■ **What you will do**: Copy word for word the part of the data that opens with the line containing "Find eyes. Box format: 97;155;108;190" and closes with the line containing "481;377;595;532", both of those lines included.

[begin Entries]

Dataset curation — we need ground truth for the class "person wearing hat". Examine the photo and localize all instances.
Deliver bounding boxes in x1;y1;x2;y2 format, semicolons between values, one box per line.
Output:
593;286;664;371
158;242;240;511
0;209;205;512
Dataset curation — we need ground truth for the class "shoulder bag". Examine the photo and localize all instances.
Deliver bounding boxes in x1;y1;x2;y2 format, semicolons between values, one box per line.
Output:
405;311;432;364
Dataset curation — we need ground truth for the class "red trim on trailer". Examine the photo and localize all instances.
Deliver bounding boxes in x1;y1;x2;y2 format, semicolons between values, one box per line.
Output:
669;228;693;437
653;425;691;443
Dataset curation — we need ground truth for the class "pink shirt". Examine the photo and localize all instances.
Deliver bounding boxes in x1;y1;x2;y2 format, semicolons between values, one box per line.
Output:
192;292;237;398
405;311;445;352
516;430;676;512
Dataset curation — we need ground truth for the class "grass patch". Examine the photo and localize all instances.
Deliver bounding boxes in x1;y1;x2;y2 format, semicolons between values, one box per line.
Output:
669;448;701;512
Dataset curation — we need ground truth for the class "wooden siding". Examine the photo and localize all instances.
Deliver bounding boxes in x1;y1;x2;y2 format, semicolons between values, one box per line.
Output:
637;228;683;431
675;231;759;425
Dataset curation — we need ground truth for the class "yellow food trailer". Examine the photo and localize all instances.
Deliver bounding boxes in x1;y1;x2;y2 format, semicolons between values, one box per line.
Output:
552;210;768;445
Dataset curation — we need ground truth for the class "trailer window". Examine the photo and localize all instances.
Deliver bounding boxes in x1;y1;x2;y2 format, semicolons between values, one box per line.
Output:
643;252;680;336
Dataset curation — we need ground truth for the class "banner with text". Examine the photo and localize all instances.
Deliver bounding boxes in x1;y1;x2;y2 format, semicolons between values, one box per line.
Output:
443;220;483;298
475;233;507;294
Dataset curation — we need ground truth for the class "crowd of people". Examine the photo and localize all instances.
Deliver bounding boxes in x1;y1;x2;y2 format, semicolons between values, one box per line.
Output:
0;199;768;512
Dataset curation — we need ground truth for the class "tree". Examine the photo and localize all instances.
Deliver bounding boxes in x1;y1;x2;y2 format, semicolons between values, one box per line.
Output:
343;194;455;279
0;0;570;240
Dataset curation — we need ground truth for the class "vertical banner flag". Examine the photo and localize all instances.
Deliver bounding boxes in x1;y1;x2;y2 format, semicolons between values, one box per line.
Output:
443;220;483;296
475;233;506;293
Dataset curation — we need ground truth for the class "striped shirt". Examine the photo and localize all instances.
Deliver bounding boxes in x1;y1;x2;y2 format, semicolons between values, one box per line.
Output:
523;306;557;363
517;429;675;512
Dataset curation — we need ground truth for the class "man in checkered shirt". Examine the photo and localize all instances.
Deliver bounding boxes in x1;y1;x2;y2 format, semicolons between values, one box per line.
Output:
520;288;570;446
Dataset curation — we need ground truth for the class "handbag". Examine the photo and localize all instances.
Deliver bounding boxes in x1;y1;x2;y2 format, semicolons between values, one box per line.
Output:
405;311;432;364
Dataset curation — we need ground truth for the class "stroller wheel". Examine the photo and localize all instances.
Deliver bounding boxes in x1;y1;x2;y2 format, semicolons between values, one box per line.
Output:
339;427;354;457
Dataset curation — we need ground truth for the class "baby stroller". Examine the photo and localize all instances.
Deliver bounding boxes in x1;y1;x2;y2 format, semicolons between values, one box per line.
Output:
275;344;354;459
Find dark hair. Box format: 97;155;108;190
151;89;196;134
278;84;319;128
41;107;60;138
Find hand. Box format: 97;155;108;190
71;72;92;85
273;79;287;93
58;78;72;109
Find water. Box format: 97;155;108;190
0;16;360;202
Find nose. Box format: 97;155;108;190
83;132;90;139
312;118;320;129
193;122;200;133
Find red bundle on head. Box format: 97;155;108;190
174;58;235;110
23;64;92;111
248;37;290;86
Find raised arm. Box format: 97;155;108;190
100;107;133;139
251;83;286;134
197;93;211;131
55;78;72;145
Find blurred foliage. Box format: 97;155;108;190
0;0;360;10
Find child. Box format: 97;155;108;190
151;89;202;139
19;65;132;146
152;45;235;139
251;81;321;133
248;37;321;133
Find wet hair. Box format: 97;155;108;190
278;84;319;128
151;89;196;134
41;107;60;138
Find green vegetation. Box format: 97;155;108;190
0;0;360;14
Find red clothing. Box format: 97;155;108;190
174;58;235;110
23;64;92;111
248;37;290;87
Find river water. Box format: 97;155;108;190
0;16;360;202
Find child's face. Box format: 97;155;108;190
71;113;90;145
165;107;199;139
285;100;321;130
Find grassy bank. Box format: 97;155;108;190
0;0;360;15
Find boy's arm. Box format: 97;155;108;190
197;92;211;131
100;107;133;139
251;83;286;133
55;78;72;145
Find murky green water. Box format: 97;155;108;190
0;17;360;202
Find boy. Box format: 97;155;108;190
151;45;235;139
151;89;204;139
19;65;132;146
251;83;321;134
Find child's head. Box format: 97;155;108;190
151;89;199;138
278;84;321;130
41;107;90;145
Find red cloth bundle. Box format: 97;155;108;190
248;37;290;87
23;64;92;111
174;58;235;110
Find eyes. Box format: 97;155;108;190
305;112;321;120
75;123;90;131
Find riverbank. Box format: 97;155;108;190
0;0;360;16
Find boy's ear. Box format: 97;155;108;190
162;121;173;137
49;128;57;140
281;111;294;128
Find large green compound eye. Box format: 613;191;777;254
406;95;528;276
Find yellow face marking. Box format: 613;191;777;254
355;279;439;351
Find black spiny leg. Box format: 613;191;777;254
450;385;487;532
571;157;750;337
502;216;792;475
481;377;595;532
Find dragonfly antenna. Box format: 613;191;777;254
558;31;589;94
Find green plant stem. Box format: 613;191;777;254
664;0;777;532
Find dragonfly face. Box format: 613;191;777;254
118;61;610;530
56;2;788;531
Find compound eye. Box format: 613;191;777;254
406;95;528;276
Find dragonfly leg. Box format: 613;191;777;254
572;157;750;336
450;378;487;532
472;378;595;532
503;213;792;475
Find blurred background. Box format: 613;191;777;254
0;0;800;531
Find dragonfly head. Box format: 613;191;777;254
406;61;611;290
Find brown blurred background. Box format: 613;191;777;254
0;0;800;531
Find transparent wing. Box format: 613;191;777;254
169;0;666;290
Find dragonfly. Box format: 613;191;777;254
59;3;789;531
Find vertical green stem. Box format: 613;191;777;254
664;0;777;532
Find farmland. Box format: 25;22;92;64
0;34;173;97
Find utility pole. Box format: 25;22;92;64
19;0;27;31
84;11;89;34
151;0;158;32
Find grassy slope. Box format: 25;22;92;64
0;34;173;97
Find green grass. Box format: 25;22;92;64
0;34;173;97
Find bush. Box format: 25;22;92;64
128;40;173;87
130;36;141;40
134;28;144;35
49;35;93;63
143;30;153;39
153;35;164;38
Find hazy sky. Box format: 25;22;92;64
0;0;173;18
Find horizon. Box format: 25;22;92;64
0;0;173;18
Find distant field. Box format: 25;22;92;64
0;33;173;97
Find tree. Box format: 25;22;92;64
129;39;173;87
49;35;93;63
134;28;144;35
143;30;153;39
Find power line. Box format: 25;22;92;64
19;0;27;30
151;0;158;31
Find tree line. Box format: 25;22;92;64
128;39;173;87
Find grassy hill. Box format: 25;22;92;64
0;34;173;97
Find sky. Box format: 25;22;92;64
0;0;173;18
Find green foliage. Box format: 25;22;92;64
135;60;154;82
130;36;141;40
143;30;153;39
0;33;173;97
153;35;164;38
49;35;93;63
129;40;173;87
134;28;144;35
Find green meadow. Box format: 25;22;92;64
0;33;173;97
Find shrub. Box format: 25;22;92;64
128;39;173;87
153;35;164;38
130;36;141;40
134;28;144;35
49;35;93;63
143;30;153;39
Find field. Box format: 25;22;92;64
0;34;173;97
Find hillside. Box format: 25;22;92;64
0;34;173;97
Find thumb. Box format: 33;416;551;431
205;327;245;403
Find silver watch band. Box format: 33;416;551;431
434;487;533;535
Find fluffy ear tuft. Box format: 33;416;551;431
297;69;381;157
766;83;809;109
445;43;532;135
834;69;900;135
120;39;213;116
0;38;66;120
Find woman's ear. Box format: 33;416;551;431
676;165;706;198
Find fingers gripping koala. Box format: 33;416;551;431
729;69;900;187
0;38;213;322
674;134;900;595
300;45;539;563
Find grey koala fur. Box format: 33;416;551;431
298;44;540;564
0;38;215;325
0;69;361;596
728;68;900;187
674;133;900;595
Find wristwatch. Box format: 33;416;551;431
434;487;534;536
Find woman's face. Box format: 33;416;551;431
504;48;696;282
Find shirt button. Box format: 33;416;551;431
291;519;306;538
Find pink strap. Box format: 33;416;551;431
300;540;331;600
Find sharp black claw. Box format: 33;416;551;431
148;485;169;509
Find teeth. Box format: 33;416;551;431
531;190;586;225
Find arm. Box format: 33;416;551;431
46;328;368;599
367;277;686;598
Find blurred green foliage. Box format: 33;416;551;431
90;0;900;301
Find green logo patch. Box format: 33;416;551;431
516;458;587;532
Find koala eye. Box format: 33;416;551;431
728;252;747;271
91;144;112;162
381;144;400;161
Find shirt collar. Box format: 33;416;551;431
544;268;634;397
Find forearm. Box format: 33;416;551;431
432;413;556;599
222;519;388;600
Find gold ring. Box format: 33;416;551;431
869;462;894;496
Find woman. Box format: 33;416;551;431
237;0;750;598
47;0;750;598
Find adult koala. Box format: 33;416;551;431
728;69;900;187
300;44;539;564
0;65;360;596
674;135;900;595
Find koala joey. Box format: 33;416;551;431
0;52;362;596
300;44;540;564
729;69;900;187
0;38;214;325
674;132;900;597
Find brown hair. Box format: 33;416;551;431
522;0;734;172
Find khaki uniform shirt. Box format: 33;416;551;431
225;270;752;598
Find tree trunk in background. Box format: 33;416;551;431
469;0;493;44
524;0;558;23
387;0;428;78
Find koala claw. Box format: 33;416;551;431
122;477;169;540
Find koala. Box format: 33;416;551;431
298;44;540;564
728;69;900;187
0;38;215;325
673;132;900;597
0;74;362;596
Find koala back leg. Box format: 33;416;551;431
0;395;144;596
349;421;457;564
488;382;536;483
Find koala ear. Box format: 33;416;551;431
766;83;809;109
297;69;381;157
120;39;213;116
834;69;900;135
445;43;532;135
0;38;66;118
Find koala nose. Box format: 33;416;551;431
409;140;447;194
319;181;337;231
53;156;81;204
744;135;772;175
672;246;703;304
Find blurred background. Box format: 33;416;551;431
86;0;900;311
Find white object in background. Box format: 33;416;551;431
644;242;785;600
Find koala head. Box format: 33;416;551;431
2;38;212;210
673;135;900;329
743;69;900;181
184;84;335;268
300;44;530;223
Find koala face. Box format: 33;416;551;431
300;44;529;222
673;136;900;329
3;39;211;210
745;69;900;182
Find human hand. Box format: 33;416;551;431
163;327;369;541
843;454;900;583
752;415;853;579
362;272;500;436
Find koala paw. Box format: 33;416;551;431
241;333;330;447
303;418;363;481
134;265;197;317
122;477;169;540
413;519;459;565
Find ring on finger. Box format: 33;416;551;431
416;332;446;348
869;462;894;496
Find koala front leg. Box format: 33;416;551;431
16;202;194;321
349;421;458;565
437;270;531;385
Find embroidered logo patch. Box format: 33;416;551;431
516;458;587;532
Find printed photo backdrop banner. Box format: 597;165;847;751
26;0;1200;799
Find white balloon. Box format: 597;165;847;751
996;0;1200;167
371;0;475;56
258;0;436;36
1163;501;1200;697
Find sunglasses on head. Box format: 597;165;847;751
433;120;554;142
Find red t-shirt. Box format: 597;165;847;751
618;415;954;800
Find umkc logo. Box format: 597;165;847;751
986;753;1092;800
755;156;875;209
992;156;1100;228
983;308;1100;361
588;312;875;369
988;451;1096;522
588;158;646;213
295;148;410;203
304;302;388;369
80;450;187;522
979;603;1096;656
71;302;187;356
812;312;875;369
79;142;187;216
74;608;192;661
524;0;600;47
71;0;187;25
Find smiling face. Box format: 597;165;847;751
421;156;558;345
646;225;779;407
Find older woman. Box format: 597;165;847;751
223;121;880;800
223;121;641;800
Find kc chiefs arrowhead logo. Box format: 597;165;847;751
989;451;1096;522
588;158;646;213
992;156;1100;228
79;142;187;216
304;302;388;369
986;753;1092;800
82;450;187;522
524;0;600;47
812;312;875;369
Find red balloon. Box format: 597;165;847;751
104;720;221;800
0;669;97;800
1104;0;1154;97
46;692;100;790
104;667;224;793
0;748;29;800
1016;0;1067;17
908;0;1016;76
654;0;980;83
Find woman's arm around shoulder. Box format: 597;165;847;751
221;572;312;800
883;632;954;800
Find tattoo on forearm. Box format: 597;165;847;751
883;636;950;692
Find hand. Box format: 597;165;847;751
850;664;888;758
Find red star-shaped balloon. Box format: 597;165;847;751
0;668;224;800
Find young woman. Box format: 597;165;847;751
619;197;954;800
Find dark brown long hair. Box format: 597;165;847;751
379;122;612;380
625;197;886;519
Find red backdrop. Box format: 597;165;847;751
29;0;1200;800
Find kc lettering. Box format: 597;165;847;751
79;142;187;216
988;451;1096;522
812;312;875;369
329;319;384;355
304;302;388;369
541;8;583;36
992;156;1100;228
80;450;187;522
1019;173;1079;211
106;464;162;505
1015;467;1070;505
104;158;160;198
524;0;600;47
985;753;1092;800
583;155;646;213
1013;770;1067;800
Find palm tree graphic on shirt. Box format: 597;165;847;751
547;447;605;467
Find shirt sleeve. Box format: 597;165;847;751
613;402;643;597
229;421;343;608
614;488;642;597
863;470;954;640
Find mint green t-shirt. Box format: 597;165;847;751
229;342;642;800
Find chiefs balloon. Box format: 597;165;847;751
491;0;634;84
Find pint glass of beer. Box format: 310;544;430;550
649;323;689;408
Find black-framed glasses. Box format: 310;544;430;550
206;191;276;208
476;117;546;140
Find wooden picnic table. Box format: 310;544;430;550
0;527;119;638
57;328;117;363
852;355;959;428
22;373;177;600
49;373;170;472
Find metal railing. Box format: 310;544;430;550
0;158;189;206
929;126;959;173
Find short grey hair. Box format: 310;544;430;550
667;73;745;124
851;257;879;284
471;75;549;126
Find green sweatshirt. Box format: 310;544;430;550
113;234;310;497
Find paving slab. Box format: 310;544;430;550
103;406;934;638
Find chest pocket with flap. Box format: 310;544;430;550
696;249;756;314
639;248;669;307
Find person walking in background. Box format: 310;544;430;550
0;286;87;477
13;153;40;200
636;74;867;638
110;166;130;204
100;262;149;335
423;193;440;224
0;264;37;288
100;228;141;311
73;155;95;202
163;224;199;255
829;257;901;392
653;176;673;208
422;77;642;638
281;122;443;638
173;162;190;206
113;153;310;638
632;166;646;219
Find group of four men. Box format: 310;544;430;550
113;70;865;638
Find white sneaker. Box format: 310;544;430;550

[end Entries]

■ **Solution for this problem**:
Find eyes. Box format: 97;155;108;190
305;112;321;120
75;123;90;131
Find riverbank. Box format: 97;155;108;190
0;0;360;16
Find boy's ear. Box format: 97;155;108;190
162;121;173;137
49;128;57;140
281;111;294;128
Find large green compound eye. Box format: 613;191;777;254
406;95;528;276
Find yellow face marking. Box format: 613;191;777;254
355;279;439;351
Find black spiny leg. Box format: 613;191;777;254
450;385;487;532
571;157;750;337
502;216;792;475
481;377;595;532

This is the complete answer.